▶ What is expected
Begin at the line that has "Practice. Indicate each instance of the blue long-sleeve" and stop after the line that has "x=558, y=218". Reproduce those entries with "rash guard" changed to "swim shirt" and everything else left as is.

▶ Dataset extract
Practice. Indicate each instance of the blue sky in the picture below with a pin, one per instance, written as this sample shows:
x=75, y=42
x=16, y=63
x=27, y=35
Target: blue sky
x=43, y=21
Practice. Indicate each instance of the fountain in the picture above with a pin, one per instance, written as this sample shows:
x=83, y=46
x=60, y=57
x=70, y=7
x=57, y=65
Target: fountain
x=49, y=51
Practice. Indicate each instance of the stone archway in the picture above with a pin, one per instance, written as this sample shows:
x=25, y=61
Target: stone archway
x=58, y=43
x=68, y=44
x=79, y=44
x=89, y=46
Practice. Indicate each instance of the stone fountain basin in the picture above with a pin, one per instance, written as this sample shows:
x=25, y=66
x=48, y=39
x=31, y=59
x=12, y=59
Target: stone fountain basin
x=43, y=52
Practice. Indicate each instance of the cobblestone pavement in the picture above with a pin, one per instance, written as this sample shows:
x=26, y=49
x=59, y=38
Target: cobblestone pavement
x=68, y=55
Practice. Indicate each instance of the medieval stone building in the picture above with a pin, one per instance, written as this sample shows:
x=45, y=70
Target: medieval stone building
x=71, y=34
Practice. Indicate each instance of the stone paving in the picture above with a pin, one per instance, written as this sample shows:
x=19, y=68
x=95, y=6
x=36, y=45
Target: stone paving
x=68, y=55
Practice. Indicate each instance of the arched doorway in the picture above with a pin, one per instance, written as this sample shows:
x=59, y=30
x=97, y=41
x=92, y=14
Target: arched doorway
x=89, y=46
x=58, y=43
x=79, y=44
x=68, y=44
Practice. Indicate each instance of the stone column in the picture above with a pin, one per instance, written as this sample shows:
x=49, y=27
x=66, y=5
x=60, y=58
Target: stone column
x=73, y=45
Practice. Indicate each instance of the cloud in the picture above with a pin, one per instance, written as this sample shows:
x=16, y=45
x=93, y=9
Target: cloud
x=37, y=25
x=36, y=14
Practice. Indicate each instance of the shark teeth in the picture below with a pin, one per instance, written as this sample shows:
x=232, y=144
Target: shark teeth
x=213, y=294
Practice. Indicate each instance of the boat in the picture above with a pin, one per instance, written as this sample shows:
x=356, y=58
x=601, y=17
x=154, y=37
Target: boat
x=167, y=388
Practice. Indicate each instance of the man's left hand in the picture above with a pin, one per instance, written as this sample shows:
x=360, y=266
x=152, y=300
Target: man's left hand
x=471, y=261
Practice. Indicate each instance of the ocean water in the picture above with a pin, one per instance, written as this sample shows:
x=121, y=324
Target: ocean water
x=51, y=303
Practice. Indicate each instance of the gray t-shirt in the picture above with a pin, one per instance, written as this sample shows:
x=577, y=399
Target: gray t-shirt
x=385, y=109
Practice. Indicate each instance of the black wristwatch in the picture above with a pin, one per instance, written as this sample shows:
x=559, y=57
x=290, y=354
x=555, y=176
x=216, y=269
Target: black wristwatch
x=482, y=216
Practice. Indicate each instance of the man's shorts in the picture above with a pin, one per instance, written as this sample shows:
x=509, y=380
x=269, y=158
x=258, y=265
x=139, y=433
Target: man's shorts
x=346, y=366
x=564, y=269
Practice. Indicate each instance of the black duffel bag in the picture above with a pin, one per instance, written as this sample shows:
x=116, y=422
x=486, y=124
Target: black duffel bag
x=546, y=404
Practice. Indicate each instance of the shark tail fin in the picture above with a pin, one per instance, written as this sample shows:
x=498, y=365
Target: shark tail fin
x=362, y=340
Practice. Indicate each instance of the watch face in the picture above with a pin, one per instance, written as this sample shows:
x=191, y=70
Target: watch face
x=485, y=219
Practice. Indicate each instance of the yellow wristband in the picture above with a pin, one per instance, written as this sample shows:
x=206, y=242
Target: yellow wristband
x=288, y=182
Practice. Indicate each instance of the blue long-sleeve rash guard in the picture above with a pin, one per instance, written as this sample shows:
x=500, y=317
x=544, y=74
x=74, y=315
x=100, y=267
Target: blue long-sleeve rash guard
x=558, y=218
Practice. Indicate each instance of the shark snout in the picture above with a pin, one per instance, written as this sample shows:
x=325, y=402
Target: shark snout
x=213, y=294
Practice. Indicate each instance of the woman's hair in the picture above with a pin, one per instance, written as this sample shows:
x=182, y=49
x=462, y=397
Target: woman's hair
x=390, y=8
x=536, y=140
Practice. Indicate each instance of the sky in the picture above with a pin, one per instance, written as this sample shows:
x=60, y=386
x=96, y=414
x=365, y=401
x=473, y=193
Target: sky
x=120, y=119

▶ Answer for this exercise
Practice. Indicate each instance of the blue long-sleeve swim shirt in the picture above with a pin, one per instance, written as this sample shows:
x=500, y=317
x=544, y=74
x=74, y=315
x=100, y=267
Target: blue long-sleeve swim shirt
x=558, y=218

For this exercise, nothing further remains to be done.